> _Lesetext_
#####

Der Bart ist nicht ab

In Trier wollen Studenten die Universität nach einem Sohn der Stadt benennen – Karl Marx

  • Christina Matte
  • Lesedauer: 10 Min.
Andreas Berding
Andreas Berding

Trier gilt als Deutschlands älteste Stadt. Sein Universitätskomplex dagegen ist ein Kind der 1970er Jahre und damit bundesweit einer der jüngsten. Von Architekten am Reißbrett entworfen, am Rande der Moselstadt erbaut, betreten wir einen modernen Campus. Korrekt gesagt, ist es der Campus I, den wir an diesem Tag aufsuchen – er beherbergt die Geistes-, Sozial-, die Rechts- und die Wirtschaftswissenschaften. Hörsaal- und Seminargebäude, Bibliothek und Audimax, Mensa, kleine Cafés und Bistros bilden ein Städtchen in der Stadt. Der blaubehimmelte Frühlingstag setzt es in ein freundliches Licht: Wege, die mal hügelan, dann wieder hügelab führen; dazwischen Bäume, blühende Sträucher, Rasenflecken, auf denen Gänseblümchen, Butterblumen und Löwenzahn einen dichten Flor bilden. Eine Treppe fällt ab zum Uni-See, dahinter die Uni-Liege- wiese ...

#####

> _Die Datensätze_
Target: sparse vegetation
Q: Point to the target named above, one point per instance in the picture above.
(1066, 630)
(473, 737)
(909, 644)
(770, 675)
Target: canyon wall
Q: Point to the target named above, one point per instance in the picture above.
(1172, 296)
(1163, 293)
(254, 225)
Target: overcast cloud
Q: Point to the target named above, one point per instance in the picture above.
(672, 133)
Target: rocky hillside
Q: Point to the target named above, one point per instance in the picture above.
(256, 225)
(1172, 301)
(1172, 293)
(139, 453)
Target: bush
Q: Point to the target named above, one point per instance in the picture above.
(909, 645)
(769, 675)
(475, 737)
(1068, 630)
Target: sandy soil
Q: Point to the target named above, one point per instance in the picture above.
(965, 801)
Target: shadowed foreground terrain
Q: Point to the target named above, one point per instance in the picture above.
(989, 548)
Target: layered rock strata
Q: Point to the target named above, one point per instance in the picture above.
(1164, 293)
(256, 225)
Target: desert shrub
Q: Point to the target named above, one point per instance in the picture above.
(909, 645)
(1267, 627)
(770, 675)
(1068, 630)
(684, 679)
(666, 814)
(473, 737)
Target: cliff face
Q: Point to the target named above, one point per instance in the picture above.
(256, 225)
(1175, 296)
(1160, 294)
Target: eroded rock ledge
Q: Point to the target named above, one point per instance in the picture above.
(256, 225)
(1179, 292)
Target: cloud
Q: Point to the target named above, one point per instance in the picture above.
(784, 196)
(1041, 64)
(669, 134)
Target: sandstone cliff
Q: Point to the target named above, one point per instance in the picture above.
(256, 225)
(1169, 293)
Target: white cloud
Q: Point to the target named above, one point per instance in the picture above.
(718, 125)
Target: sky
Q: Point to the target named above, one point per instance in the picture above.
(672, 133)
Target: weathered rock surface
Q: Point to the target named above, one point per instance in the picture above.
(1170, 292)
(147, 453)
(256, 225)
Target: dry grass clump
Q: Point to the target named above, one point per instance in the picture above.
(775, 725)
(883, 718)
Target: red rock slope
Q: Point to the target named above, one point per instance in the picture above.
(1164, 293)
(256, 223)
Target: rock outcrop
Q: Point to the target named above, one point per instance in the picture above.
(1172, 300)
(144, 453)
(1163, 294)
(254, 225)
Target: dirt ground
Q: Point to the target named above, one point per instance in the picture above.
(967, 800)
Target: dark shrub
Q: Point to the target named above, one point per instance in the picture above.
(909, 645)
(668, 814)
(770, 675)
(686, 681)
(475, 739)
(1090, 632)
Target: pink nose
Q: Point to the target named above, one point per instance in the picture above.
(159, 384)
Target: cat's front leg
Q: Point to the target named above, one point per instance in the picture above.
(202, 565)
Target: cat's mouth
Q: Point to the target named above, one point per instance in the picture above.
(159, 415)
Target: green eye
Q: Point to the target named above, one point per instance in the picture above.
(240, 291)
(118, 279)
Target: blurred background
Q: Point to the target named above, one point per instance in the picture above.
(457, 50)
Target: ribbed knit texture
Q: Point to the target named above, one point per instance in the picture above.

#####

> _Aufgabenliste_
- A) Übertrage den Satz „Trier gilt als Deutschlands älteste Stadt.“ aus dem Lesetext ins Englische.
- B) Gib bitte die Zeilen der Datensätze unverändert wieder, von der Zeile mit „Target: cat's mouth“ einschließlich bis zum Ende der Datensätze.

> _Lösungen zur Übung_
- A) Trier is considered Germany's oldest city.

- B)
Target: cat's mouth
Q: Point to the target named above, one point per instance in the picture above.
(159, 415)
Target: green eye
Q: Point to the target named above, one point per instance in the picture above.
(240, 291)
(118, 279)
Target: blurred background
Q: Point to the target named above, one point per instance in the picture above.
(457, 50)
Target: ribbed knit texture
Q: Point to the target named above, one point per instance in the picture above.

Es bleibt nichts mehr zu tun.